#### [Records for the task]
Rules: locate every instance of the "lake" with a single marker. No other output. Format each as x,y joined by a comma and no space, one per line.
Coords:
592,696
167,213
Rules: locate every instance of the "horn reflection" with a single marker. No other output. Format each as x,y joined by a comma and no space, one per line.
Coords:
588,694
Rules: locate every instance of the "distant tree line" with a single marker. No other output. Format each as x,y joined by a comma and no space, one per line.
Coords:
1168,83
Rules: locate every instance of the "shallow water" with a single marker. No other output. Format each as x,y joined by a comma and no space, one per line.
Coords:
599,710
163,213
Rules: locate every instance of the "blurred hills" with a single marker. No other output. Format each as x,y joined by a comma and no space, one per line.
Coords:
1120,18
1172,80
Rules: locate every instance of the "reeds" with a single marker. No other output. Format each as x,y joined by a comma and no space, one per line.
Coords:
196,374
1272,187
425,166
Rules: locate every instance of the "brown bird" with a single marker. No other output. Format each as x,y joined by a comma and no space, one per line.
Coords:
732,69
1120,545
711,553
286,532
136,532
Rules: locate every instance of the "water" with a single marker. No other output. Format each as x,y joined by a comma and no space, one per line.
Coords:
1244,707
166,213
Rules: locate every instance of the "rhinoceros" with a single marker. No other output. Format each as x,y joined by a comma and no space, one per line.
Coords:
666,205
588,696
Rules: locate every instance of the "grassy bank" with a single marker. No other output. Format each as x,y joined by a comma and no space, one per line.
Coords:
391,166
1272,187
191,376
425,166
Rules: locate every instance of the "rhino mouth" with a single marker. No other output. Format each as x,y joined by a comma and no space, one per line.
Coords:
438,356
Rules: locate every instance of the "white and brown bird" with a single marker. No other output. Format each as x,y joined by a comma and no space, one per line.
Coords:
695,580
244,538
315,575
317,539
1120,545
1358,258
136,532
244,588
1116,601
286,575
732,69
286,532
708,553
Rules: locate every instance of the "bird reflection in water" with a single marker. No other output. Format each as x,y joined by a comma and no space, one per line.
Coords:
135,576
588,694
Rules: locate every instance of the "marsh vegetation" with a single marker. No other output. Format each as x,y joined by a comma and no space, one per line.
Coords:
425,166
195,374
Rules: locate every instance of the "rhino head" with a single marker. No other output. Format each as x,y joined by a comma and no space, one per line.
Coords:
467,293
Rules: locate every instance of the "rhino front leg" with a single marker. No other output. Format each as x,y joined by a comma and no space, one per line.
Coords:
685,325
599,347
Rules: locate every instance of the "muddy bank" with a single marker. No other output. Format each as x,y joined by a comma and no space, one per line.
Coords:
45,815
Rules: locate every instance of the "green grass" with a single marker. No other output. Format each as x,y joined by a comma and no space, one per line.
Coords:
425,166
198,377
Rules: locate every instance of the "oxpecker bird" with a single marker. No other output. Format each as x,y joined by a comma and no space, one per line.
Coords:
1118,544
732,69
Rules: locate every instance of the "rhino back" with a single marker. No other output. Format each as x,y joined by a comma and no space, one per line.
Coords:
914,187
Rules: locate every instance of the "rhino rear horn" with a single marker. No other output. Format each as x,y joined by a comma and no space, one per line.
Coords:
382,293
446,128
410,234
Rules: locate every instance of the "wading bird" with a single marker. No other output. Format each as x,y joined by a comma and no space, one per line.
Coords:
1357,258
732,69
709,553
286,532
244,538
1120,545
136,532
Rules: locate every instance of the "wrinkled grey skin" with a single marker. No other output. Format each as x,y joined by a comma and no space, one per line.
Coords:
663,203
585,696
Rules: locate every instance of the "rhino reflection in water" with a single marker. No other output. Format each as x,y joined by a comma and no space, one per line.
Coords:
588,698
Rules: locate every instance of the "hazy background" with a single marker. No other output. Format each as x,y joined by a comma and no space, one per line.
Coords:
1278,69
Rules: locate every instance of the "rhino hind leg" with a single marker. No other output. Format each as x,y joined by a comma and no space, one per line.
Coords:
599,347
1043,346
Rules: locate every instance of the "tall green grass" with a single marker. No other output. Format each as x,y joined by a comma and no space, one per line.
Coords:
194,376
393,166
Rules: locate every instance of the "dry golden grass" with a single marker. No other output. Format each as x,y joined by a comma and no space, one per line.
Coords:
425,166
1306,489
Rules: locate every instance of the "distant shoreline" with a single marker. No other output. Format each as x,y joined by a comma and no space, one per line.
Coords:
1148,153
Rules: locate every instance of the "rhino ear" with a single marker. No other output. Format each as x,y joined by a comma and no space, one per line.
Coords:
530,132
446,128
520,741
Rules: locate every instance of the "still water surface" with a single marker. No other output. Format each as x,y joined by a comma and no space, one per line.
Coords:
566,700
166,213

...

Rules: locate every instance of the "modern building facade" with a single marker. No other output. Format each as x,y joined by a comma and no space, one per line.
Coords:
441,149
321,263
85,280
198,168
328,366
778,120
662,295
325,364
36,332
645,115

#### [What the task asks]
How many lines in the records above contain the string "green"? Reply with the number alone.

#### [Written answer]
2